__JOBS__
**A.** Reproduce the swan tags thread between "Game and Fish" and "your tags on.", inclusive.
**B.** In the swan tags thread, when does the Game and Fish web page say the drawing will be held?

__DOCUMENT__
# Swan Tags



## jbaincfl (Feb 5, 2003)

Did everyone remember to apply and I know the applications closed yesterday, but when is the drawing?


----------



## jbaincfl (Feb 5, 2003)

Does anyone know when they are drawing or when we will be notified?


----------



## faithsdave (Jan 8, 2004)

Drawing should be next week. You can look it up on the NDGF web page.


----------



## jbaincfl (Feb 5, 2003)

Has anyone heard yet on the swan tags? I thought we got an email last year?


----------



## faithsdave (Jan 8, 2004)

Game and Fish Web page says drawing will be held in early September. They do not email you, but do have a public inquiery section on the web page you can check all your tags on.


----------



## SOTA'N'KOTA (Sep 9, 2004)

__DATA EXCERPTS__
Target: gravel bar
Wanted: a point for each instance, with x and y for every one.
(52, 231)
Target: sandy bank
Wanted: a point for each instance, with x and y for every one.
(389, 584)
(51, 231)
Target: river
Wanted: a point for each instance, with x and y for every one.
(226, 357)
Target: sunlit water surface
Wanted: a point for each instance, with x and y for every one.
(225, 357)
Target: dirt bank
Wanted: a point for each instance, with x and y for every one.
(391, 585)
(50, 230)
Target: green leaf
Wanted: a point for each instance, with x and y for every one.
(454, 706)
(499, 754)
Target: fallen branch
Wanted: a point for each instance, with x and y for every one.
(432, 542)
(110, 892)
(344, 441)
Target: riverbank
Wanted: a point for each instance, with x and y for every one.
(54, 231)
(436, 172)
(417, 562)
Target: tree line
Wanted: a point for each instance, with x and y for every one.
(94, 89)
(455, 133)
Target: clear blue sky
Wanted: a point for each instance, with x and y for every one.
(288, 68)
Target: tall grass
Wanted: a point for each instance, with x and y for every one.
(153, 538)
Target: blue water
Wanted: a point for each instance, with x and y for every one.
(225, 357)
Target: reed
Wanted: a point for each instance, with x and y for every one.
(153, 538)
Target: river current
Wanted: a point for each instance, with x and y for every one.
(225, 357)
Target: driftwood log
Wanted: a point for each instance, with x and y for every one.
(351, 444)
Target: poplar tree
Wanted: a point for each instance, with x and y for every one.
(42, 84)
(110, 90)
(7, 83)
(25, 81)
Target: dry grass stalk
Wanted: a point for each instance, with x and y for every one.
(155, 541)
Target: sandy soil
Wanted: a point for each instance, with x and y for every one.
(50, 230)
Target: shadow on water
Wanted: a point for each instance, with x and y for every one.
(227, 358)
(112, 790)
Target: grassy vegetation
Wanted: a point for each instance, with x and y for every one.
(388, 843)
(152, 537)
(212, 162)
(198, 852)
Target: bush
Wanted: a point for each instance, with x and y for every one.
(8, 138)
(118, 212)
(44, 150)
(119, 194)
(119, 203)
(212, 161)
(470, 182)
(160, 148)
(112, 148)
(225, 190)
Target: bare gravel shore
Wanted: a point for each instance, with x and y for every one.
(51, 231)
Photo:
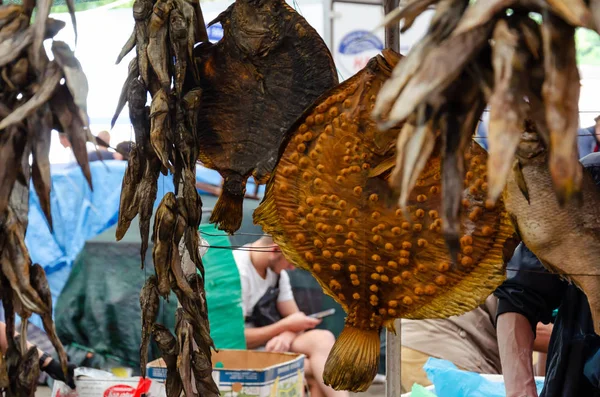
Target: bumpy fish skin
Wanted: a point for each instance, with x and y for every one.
(253, 89)
(149, 303)
(567, 241)
(330, 209)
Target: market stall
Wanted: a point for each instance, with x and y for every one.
(372, 182)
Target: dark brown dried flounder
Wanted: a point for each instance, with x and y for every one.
(269, 66)
(330, 209)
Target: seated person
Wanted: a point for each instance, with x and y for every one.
(262, 272)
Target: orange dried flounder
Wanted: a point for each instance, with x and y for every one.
(330, 209)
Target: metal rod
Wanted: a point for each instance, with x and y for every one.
(393, 358)
(392, 33)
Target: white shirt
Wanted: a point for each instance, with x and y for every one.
(254, 286)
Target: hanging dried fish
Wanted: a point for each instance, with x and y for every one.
(329, 207)
(169, 348)
(561, 97)
(566, 242)
(254, 86)
(149, 303)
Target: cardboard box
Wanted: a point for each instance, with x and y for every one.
(110, 387)
(250, 373)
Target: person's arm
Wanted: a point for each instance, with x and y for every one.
(528, 296)
(296, 322)
(516, 348)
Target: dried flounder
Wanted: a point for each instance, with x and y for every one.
(329, 208)
(269, 66)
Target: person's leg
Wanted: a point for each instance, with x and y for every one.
(412, 369)
(316, 345)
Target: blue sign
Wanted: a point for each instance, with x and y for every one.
(215, 32)
(360, 41)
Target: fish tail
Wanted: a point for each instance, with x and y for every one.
(229, 209)
(353, 361)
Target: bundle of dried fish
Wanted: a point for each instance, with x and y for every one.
(227, 104)
(269, 67)
(37, 95)
(329, 208)
(498, 53)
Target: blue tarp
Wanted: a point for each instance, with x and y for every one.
(449, 381)
(78, 214)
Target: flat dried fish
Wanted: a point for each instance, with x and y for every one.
(269, 66)
(561, 98)
(332, 217)
(38, 280)
(149, 303)
(75, 78)
(51, 78)
(158, 51)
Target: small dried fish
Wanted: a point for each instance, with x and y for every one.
(158, 51)
(507, 108)
(51, 78)
(178, 39)
(27, 373)
(142, 9)
(184, 359)
(40, 134)
(39, 282)
(149, 303)
(169, 348)
(129, 45)
(561, 98)
(75, 78)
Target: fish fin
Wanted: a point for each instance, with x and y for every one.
(383, 167)
(520, 180)
(229, 209)
(354, 359)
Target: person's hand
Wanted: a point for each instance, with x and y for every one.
(299, 322)
(281, 343)
(54, 370)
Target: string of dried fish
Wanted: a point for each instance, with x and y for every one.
(32, 103)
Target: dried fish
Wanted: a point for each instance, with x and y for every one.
(269, 66)
(159, 126)
(158, 51)
(28, 373)
(169, 348)
(49, 84)
(39, 282)
(142, 9)
(508, 110)
(129, 45)
(567, 241)
(149, 302)
(75, 78)
(178, 38)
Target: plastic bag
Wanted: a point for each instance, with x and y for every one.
(449, 381)
(420, 391)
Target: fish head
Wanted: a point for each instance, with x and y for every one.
(138, 95)
(142, 9)
(256, 25)
(530, 146)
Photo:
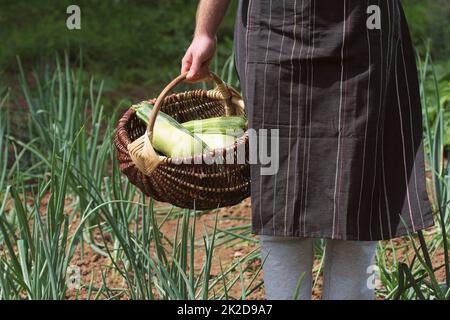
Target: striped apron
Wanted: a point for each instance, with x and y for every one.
(338, 80)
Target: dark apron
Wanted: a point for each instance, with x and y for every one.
(345, 99)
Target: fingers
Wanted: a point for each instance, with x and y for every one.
(197, 58)
(186, 62)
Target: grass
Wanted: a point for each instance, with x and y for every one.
(61, 191)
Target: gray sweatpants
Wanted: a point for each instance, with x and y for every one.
(348, 272)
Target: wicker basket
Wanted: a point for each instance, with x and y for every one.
(190, 184)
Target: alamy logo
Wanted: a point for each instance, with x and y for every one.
(73, 22)
(374, 20)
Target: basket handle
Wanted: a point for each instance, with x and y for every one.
(221, 87)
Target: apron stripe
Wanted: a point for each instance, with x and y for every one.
(290, 121)
(298, 127)
(403, 144)
(412, 135)
(365, 132)
(264, 107)
(278, 110)
(348, 93)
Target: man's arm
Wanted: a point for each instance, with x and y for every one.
(210, 14)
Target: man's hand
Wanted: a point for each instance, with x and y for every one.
(201, 51)
(198, 56)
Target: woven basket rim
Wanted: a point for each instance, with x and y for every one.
(170, 160)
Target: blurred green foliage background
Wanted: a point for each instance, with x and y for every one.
(142, 42)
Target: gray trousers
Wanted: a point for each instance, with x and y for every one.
(349, 268)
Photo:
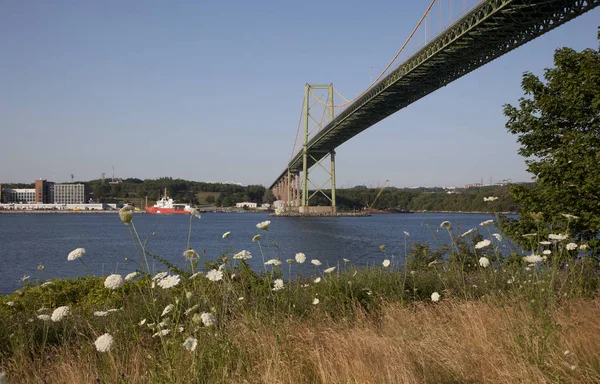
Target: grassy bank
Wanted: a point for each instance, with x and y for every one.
(465, 313)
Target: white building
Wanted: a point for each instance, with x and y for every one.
(246, 204)
(19, 195)
(69, 194)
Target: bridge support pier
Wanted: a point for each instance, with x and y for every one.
(306, 196)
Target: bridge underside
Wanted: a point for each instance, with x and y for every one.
(490, 30)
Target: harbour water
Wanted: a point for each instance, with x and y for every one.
(30, 240)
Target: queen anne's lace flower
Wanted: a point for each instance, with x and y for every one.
(214, 275)
(209, 319)
(75, 254)
(264, 225)
(484, 262)
(60, 313)
(482, 244)
(243, 255)
(558, 237)
(169, 281)
(131, 276)
(114, 281)
(300, 257)
(278, 285)
(104, 342)
(533, 258)
(167, 309)
(571, 246)
(190, 344)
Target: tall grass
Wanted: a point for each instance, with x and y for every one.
(504, 320)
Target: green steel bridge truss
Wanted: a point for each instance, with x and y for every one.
(488, 31)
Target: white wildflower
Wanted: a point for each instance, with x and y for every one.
(162, 332)
(264, 225)
(104, 342)
(533, 258)
(190, 344)
(60, 313)
(191, 309)
(169, 281)
(300, 257)
(160, 276)
(469, 231)
(209, 319)
(482, 244)
(242, 255)
(114, 281)
(570, 217)
(484, 262)
(75, 254)
(558, 237)
(278, 285)
(126, 214)
(167, 309)
(214, 275)
(131, 276)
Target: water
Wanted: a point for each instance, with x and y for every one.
(29, 240)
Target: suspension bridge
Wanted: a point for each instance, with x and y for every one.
(486, 31)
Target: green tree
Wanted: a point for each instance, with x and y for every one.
(558, 128)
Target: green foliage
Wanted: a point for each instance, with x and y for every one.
(558, 127)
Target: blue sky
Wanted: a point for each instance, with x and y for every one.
(212, 91)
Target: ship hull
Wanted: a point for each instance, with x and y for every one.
(166, 211)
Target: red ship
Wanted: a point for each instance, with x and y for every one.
(166, 206)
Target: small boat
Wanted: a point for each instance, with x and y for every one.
(166, 206)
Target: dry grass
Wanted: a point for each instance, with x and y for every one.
(450, 342)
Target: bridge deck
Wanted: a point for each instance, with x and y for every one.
(488, 31)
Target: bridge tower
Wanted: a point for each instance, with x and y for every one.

__COMPLETE ANSWERS__
**A.**
Game and Fish Web page says drawing will be held in early September. They do not email you, but do have a public inquiery section on the web page you can check all your tags on.

**B.** In early September.